Write out every line from the one containing "Is any blue" through the one containing "[0,0,465,215]", inclusive, and rescale each bounding-box coordinate in the answers by 1.95, rounding to whole numbers with halves going up. Leave all other wording unchanged and give only those lines.

- Entries shown -
* BEGIN *

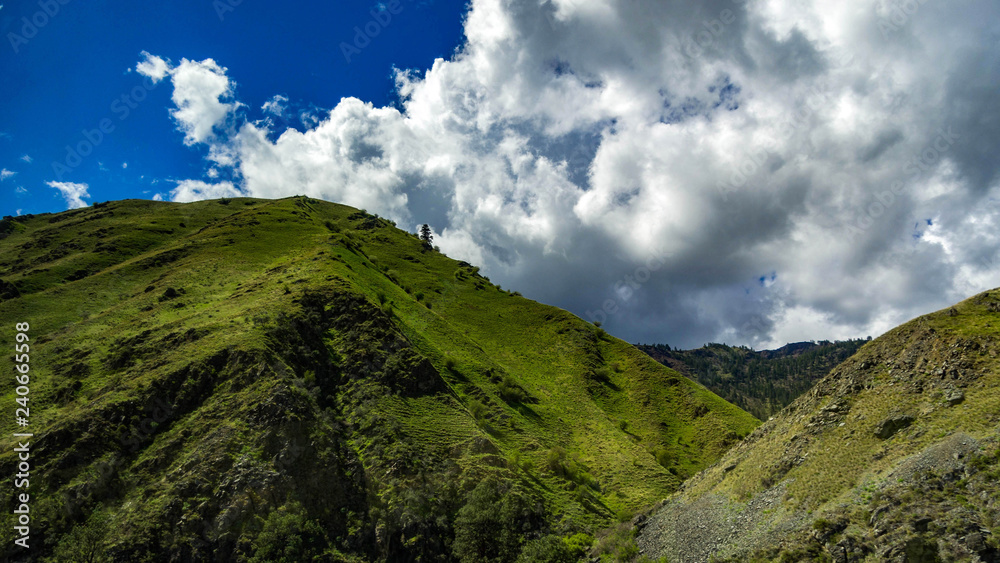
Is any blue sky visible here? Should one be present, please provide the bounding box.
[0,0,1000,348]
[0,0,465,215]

* END *
* BEGIN *

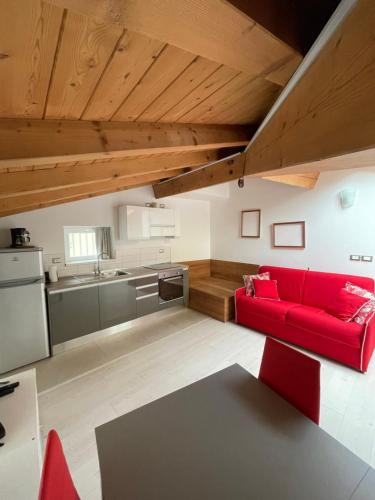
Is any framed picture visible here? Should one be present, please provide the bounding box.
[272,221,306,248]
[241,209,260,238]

* END *
* BEGIN *

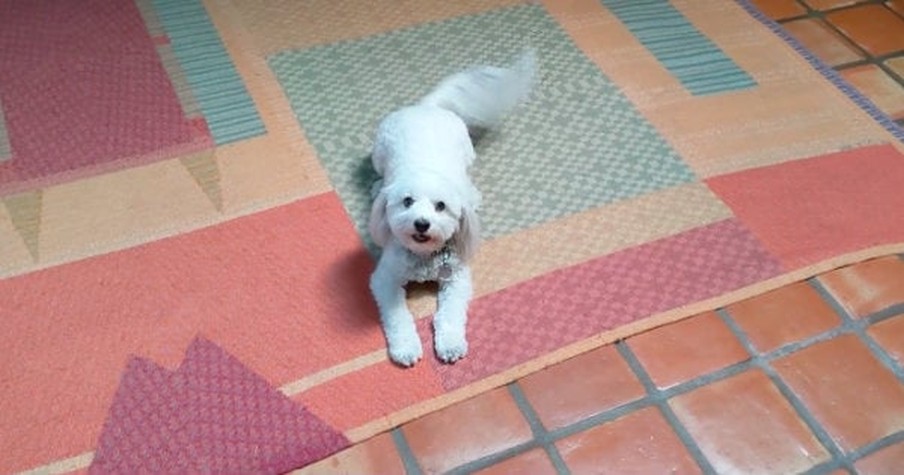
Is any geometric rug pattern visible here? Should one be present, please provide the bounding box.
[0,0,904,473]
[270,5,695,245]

* END *

- Complete answer -
Is any blue sky visible here? Should one be present, please provide the bounding box.
[0,0,1950,679]
[0,0,907,419]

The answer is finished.